** Begin **

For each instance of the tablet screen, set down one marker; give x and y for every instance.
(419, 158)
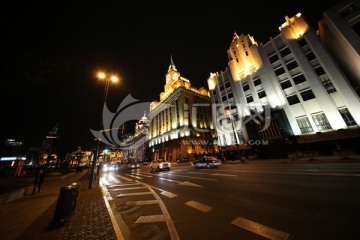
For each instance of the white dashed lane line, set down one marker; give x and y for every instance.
(199, 206)
(267, 232)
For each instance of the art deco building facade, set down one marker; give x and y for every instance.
(339, 30)
(134, 146)
(180, 123)
(287, 90)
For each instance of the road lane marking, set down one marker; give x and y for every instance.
(121, 189)
(225, 175)
(132, 175)
(144, 175)
(138, 203)
(209, 179)
(267, 232)
(125, 178)
(170, 224)
(181, 183)
(199, 206)
(163, 192)
(133, 194)
(168, 194)
(115, 225)
(150, 219)
(123, 185)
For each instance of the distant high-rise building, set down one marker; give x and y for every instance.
(180, 123)
(287, 90)
(339, 30)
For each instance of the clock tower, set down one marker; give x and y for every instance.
(172, 73)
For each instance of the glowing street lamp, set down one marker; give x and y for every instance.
(108, 79)
(234, 131)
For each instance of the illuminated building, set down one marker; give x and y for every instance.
(181, 122)
(339, 30)
(288, 90)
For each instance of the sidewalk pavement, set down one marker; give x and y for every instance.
(32, 216)
(26, 216)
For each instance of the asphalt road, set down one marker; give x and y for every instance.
(256, 200)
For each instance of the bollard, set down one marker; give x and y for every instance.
(66, 203)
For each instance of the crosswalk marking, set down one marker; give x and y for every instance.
(267, 232)
(152, 218)
(144, 175)
(132, 175)
(125, 178)
(147, 202)
(225, 175)
(121, 189)
(133, 194)
(168, 194)
(199, 206)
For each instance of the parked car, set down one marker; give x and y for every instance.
(159, 164)
(183, 160)
(133, 165)
(207, 162)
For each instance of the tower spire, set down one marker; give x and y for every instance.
(172, 65)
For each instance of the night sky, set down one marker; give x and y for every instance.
(52, 50)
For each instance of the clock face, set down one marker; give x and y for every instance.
(175, 76)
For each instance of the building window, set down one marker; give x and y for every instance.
(285, 84)
(346, 115)
(348, 10)
(299, 79)
(307, 95)
(279, 71)
(310, 56)
(356, 28)
(285, 51)
(321, 121)
(274, 58)
(293, 99)
(257, 82)
(302, 42)
(227, 84)
(319, 71)
(304, 124)
(262, 94)
(291, 65)
(249, 99)
(246, 87)
(328, 86)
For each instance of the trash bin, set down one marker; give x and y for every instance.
(66, 203)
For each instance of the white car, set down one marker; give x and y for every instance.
(133, 165)
(160, 164)
(208, 162)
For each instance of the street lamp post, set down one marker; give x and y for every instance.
(108, 79)
(234, 132)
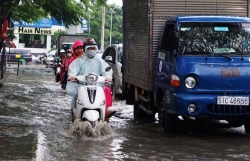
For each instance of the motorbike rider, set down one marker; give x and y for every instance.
(58, 60)
(88, 63)
(65, 66)
(77, 53)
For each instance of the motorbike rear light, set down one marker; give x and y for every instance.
(192, 108)
(91, 78)
(175, 80)
(79, 102)
(103, 103)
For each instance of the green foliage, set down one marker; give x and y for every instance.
(95, 21)
(68, 11)
(54, 37)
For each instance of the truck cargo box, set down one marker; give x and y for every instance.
(143, 23)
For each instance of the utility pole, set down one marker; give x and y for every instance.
(111, 19)
(102, 32)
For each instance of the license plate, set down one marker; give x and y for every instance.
(230, 100)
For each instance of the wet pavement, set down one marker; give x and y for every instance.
(35, 124)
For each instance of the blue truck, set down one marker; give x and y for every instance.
(188, 67)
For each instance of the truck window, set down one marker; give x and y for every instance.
(221, 38)
(169, 41)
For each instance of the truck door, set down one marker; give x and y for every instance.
(167, 48)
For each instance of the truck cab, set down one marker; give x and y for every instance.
(202, 70)
(113, 56)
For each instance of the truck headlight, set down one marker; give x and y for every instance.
(175, 80)
(190, 82)
(91, 78)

** End **

● **Written request**: Reproduce all of the material above verbatim, omitting the pictures.

● **Correct answer**:
For each instance of the tablet screen, set down one marker; give x and y for every instance.
(419, 158)
For each instance of the white dashed lane line, set down one marker; give x and y for every instance.
(199, 206)
(267, 232)
For each instance of the art deco building facade, set down one marker; give x and y for every instance.
(339, 30)
(134, 146)
(180, 123)
(287, 90)
For each instance of the road lane marking, set down one marker; give x and y for every instance.
(121, 189)
(225, 175)
(132, 175)
(144, 175)
(138, 203)
(209, 179)
(267, 232)
(125, 178)
(170, 224)
(181, 183)
(199, 206)
(163, 192)
(133, 194)
(168, 194)
(115, 225)
(150, 219)
(123, 185)
For each instance of the distant high-rise building, set down one marker; give x and y for every instance.
(180, 123)
(287, 90)
(339, 30)
For each instance of the clock tower, set down one marker; give x and y for every instance.
(172, 73)
For each instance of the glowing street lamp, set down one marker; give x and y for every instance.
(108, 79)
(234, 131)
For each instance of the illuminated building, set down one marker; give x and y for every instance.
(181, 122)
(339, 30)
(288, 90)
For each instance of the sidewalk pavement, set down one marker; give x and y for every instance.
(32, 216)
(26, 216)
For each instance of the asphalt road, set down one marker; give x and y for every instance.
(256, 200)
For each instance of the bollard, set down one marker; give x and y for every instance.
(66, 203)
For each instance of the crosswalk marking, set down one marker; give x and y for every instance.
(267, 232)
(152, 218)
(144, 175)
(132, 175)
(125, 178)
(147, 202)
(225, 175)
(121, 189)
(133, 194)
(168, 194)
(199, 206)
For each instance of the parked car, set down one marker; give x and y for every instance.
(159, 164)
(183, 160)
(133, 165)
(207, 162)
For each instance of the tower spire, set down one marker; give x and y for every instance.
(172, 65)
For each instance of the night sky, set down one marker; give x and y for every instance.
(52, 50)
For each instance of the clock face, set down one marker; give x and y for every instance.
(175, 76)
For each instance of the building window, set down one marker; give x and y for every instance.
(285, 84)
(346, 115)
(348, 10)
(299, 79)
(307, 95)
(279, 71)
(310, 56)
(356, 28)
(285, 51)
(321, 121)
(274, 58)
(293, 99)
(257, 82)
(302, 42)
(227, 84)
(319, 71)
(304, 124)
(262, 94)
(291, 65)
(249, 99)
(246, 87)
(328, 86)
For each instance of the trash bin, set down one marker; give x and y for every instance.
(66, 203)
For each instance of the white car, set down one marker; give x and y for every instance.
(133, 165)
(160, 164)
(208, 162)
For each instance of the street lamp post, set down one marker; give x and y for every instance.
(108, 79)
(234, 132)
For each instance of the motorbike rider, set down one marker; give x and y for every instance.
(58, 60)
(88, 63)
(65, 66)
(77, 53)
For each instance of the motorbike rear light, set down one marker; give x and y for every instance.
(192, 108)
(91, 78)
(175, 80)
(79, 102)
(103, 103)
For each instance of the green foliage, set down one marker; give x and y for every instance.
(95, 21)
(68, 11)
(54, 37)
For each instance of the truck cargo box, set down one marker; give x and y for every instance.
(143, 23)
For each instance of the utility pole, set down one marker; give x and y for every instance.
(111, 19)
(102, 32)
For each instance of the license plate, set down one marker; give x and y for every instance.
(230, 100)
For each instance of the wet pavement, set down one marker; give x and y for every instance.
(35, 124)
For each instance of the blue truck, set down one marker; give x and y for every instance.
(188, 67)
For each instance of the truck window, set down one marker; give x and y for every instance.
(221, 38)
(169, 41)
For each instance of the truck door, set down one marker; give x and y for every instance.
(167, 48)
For each instance of the truck cab, set down one marker; give x and y for every instance.
(202, 70)
(113, 56)
For each instance of the truck headlight, set down one marker; give x and y for every instance.
(175, 80)
(190, 82)
(91, 78)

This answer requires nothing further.